◆ **Your instructions**:
Gather each line from the listing below that contains the word "denim" and copy it out in full.
* begin Data supplied *
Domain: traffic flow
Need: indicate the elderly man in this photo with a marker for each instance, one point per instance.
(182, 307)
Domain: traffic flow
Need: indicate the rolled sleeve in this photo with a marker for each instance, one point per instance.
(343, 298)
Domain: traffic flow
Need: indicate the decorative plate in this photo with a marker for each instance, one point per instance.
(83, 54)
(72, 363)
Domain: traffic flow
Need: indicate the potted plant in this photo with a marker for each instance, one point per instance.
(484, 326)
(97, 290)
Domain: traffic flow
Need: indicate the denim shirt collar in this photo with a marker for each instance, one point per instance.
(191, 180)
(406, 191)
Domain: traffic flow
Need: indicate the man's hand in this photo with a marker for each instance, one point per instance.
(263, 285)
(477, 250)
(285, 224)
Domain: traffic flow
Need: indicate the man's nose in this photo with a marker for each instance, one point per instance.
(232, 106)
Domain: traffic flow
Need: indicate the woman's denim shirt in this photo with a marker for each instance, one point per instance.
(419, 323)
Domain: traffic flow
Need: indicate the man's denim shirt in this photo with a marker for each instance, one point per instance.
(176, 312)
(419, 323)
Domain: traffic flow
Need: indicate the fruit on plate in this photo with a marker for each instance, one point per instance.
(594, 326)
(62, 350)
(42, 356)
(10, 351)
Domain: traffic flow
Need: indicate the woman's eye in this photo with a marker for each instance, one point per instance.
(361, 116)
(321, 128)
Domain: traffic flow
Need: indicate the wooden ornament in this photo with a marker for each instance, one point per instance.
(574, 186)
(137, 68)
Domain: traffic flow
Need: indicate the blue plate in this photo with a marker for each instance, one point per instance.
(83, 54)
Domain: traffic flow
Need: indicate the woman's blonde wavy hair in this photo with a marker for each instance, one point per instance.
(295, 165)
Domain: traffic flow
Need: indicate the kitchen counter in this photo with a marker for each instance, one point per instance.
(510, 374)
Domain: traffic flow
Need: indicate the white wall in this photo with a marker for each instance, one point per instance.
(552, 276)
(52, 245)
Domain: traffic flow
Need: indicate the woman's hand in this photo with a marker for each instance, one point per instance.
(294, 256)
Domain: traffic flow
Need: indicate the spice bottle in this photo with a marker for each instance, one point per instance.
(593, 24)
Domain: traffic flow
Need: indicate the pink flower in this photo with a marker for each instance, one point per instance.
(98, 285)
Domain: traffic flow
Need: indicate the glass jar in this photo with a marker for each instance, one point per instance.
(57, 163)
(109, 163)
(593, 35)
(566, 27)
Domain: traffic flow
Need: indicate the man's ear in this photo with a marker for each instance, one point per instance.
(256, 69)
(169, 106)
* end Data supplied *
* begin Data supplied *
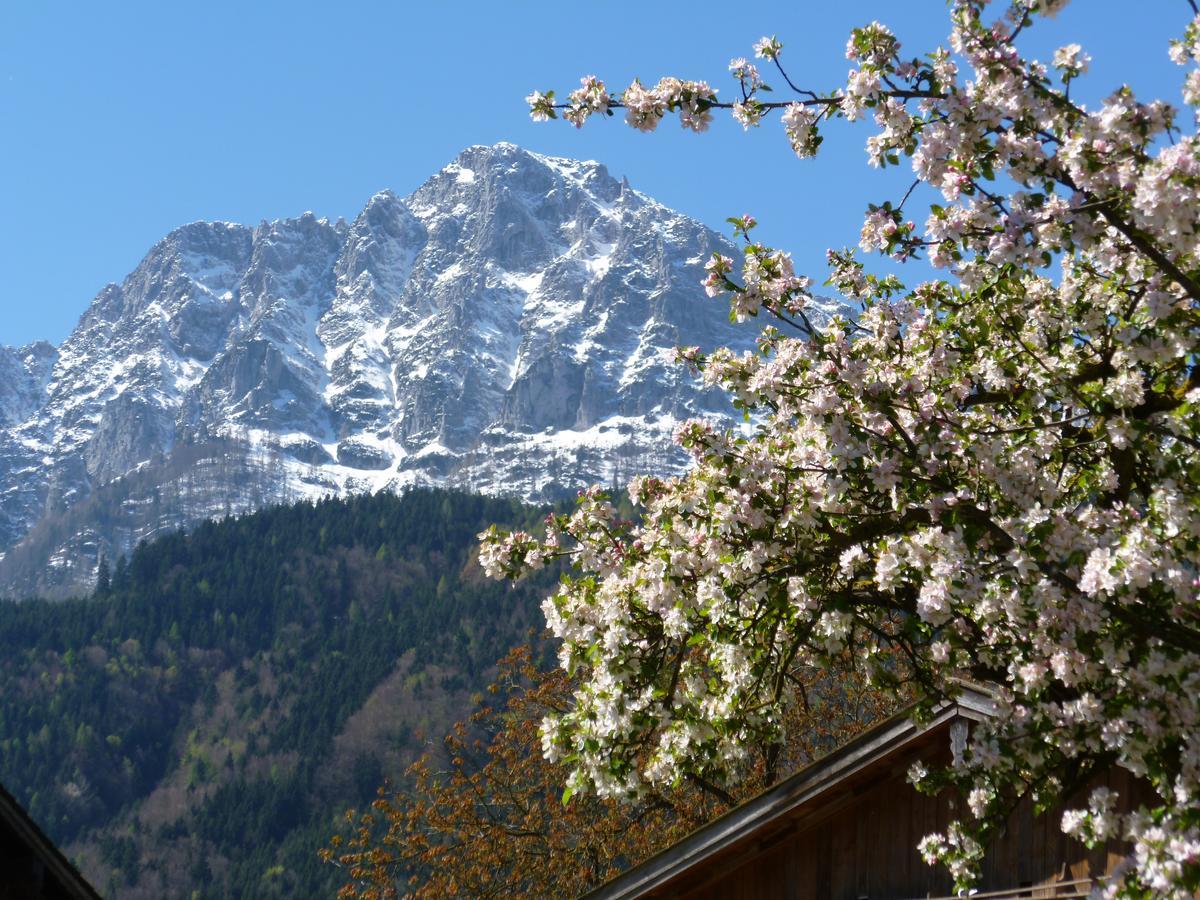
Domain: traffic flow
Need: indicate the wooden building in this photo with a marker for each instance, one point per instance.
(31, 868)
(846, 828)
* end Data supplied *
◆ **Answer below**:
Need: indicate the denim shirt collar in this photo with a marker for each instance, one point per instance.
Need: indicate the woman's denim shirt in this photo with a marker for each instance, one point per instance.
Need: indicate the man's denim shirt in this photo with a marker for each instance, one point per instance.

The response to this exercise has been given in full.